**Document passage:**
Bozeman Daily Chronicle
The first thing you notice flying into Juneau are the mountains.
The snow-capped peaks of the Coast Range dot the southeast curve of the Alaska landmass, climbing straight out of the calm saltwater bays off the state’s coast.
Juneau itself, accessible only by boat, helicopter and plane, is in a bit of a tight spot — one foot in the frigid waters of Gastineau Channel and its back up against the rearing Mount Roberts, 3,800 feet above.
From the air, the 10-story, 150,000-ton cruise ships look like tiny toys floating in a bathtub. Painted with bright hues and sporting names like Norwegian Bliss, Explorer of the Seas and Celebrity Solstice, the ships, several at a time, begin arriving in Juneau as soon as the ice melts, dropping off a million people on the city’s docks every year.
For a city of 32,000, the annual influx is jarring. Restaurants, coffee shops and bars fill up. The steep, narrow downtown streets are crammed with rental cars and tour buses. Normally quiet wooded trails winding up nearby slopes are punctuated by multilingual chattering.
The seasonal inconvenience is a balancing act. As much as locals here may resent the long lines and clogged traffic, the state capital depends on tourists, who pour millions of dollars every year into its economy. And in its locally administered sales tax, the city has found a way to benefit from the relationship: a source of revenue that helps offset visitors’ impact and funds much of the infrastructure and many of the services on which residents depend.

**Challenges:**
[1] From the Juneau passage, translate this sentence into Spanish: "For a city of 32,000, the annual influx is jarring."
[2] Write a continuation of the Juneau passage from its last sentence.

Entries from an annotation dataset
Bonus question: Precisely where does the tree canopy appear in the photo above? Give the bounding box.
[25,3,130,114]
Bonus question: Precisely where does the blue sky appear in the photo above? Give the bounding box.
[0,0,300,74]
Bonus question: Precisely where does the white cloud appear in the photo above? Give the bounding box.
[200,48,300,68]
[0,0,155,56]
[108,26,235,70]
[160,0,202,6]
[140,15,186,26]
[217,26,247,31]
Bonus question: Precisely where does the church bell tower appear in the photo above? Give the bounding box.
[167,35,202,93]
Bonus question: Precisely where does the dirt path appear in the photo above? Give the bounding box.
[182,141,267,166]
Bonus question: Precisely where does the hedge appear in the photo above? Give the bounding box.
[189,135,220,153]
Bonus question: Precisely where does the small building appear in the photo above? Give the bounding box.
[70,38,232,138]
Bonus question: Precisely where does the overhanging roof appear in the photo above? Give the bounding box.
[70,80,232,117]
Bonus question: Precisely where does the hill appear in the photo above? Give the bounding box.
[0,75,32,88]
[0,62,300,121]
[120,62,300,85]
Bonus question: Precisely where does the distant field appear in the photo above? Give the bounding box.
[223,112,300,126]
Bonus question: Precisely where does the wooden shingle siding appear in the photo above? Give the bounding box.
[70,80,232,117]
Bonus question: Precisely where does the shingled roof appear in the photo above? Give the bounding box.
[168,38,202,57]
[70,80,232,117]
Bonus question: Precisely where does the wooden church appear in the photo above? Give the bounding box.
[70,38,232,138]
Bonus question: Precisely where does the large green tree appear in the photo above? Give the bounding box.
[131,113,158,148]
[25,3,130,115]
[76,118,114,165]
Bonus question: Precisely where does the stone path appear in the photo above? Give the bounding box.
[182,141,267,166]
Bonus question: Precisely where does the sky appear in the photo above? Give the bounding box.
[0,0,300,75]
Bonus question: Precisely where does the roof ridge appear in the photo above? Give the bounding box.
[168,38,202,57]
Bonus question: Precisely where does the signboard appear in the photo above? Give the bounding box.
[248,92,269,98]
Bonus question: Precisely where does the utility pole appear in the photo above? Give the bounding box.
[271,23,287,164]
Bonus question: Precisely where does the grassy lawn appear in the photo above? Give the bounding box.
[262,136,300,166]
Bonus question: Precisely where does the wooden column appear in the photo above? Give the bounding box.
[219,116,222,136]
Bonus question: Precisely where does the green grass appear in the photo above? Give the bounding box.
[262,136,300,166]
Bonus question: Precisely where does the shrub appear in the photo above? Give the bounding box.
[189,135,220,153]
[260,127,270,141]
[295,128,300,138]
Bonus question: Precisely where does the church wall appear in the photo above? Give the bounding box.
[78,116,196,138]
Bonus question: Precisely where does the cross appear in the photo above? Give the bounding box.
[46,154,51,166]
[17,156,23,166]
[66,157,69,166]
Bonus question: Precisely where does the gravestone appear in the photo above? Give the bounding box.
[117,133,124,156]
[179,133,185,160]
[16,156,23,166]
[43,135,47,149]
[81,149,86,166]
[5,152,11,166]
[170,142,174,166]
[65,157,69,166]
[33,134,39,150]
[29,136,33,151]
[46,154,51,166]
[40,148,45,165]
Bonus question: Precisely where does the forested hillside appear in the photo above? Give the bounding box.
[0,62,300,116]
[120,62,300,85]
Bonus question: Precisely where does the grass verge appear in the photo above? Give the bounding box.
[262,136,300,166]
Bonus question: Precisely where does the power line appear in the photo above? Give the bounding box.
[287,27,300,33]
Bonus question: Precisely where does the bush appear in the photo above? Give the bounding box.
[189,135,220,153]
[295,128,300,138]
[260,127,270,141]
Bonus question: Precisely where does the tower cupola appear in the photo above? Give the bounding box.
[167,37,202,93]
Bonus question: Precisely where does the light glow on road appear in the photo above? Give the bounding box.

**Answers:**
[1] Para una ciudad de 32.000 habitantes, la afluencia anual resulta chocante.

[2]
In Montana, which has long toyed with letting cities establish their own sales tax, Alaska may hold the blueprint for a system that would not only help balance budgets, but also give communities like Bozeman a tool to help cover the costs of growth.
Tapping into the tourists
Bob Bartholomew knows finances as well as anyone in Juneau. A longtime CPA, Bartholomew has bounced around Alaska for the last two decades, working in transportation and with the Permanent Fund, the state’s $65 billion piggy bank funded by oil revenue.
Now Juneau’s finance director, Bartholomew, an animated talker sporting a full silver mustache, is intimately aware of the importance of sales tax to a city growing and simultaneously struggling to keep up with an increasing number of visitors.
Seated in an office in city hall, cruise ships clearly visible through the window, Bartholomew breaks down the numbers.
Roughly half the city’s annual budget is covered by revenue generated from sales tax. In 2016, Juneau collected $46 million in sales tax, more than $8 million of which came solely from the pockets of tourists.
That money covers a little of everything, from building and maintaining city streets, to paying for projects like a new library or fixing up the crumbling high school. The best argument in favor of the tax, Bartholomew says, is to simply take a look around the city.
“There’s no doubt this would be a completely different place without sales tax,” he said. “If it went away we’d hurt. For sure.”
Alaska has never had a statewide sales tax (personal income tax has come and gone), but not long after achieving statehood in 1959, a combination of constitutional decree and state law gave cities and towns the power to vote on and control their own levies.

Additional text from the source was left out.